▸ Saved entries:
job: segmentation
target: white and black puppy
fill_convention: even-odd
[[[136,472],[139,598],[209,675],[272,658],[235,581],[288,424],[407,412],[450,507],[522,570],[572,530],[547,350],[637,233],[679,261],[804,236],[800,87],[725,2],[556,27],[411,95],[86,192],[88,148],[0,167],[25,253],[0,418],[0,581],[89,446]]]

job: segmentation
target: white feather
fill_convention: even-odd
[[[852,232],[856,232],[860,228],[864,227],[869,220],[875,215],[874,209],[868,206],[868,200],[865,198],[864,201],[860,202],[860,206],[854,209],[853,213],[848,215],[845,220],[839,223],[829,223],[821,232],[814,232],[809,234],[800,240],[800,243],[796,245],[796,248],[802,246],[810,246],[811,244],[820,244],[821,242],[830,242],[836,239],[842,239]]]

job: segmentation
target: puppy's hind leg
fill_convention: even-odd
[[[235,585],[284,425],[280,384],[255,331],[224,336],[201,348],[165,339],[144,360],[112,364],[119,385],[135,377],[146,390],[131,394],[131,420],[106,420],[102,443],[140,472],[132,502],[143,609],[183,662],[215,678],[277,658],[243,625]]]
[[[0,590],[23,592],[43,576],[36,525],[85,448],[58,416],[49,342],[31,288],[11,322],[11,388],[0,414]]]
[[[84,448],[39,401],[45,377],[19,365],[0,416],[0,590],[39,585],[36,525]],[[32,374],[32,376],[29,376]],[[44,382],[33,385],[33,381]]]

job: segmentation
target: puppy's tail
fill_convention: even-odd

▸ The task: Each line of the data must be retyped exactly.

▸ Reply to the exercise:
job: segmentation
target: white and black puppy
fill_convention: even-odd
[[[136,472],[139,598],[209,675],[272,658],[235,581],[288,424],[407,412],[450,507],[522,570],[572,530],[547,350],[637,233],[679,261],[804,236],[800,87],[725,2],[556,27],[411,95],[86,192],[88,148],[0,167],[25,253],[0,418],[0,581],[89,446]]]

job: segmentation
target: white feather
fill_convention: even-odd
[[[852,232],[856,232],[860,228],[864,227],[869,220],[875,215],[874,209],[868,206],[868,200],[865,198],[864,201],[860,202],[860,206],[854,209],[853,213],[848,215],[845,220],[839,223],[829,223],[821,232],[814,232],[809,234],[800,240],[800,243],[796,245],[796,248],[802,246],[810,246],[811,244],[820,244],[821,242],[830,242],[836,239],[842,239]]]

job: segmentation
target: puppy's hind leg
fill_convention: even-odd
[[[235,585],[284,425],[280,384],[255,331],[224,336],[201,348],[165,339],[144,360],[112,364],[119,385],[135,377],[146,390],[131,394],[131,420],[106,420],[102,443],[140,472],[132,502],[143,609],[183,662],[215,678],[277,658],[243,625]]]
[[[0,590],[23,592],[43,576],[36,525],[85,448],[58,416],[49,342],[31,288],[11,322],[11,388],[0,414]]]
[[[84,448],[39,401],[45,377],[19,365],[0,416],[0,590],[39,585],[36,525]],[[32,374],[32,376],[29,376]],[[44,382],[33,385],[33,381]]]

job: segmentation
target: puppy's tail
fill_convention: even-odd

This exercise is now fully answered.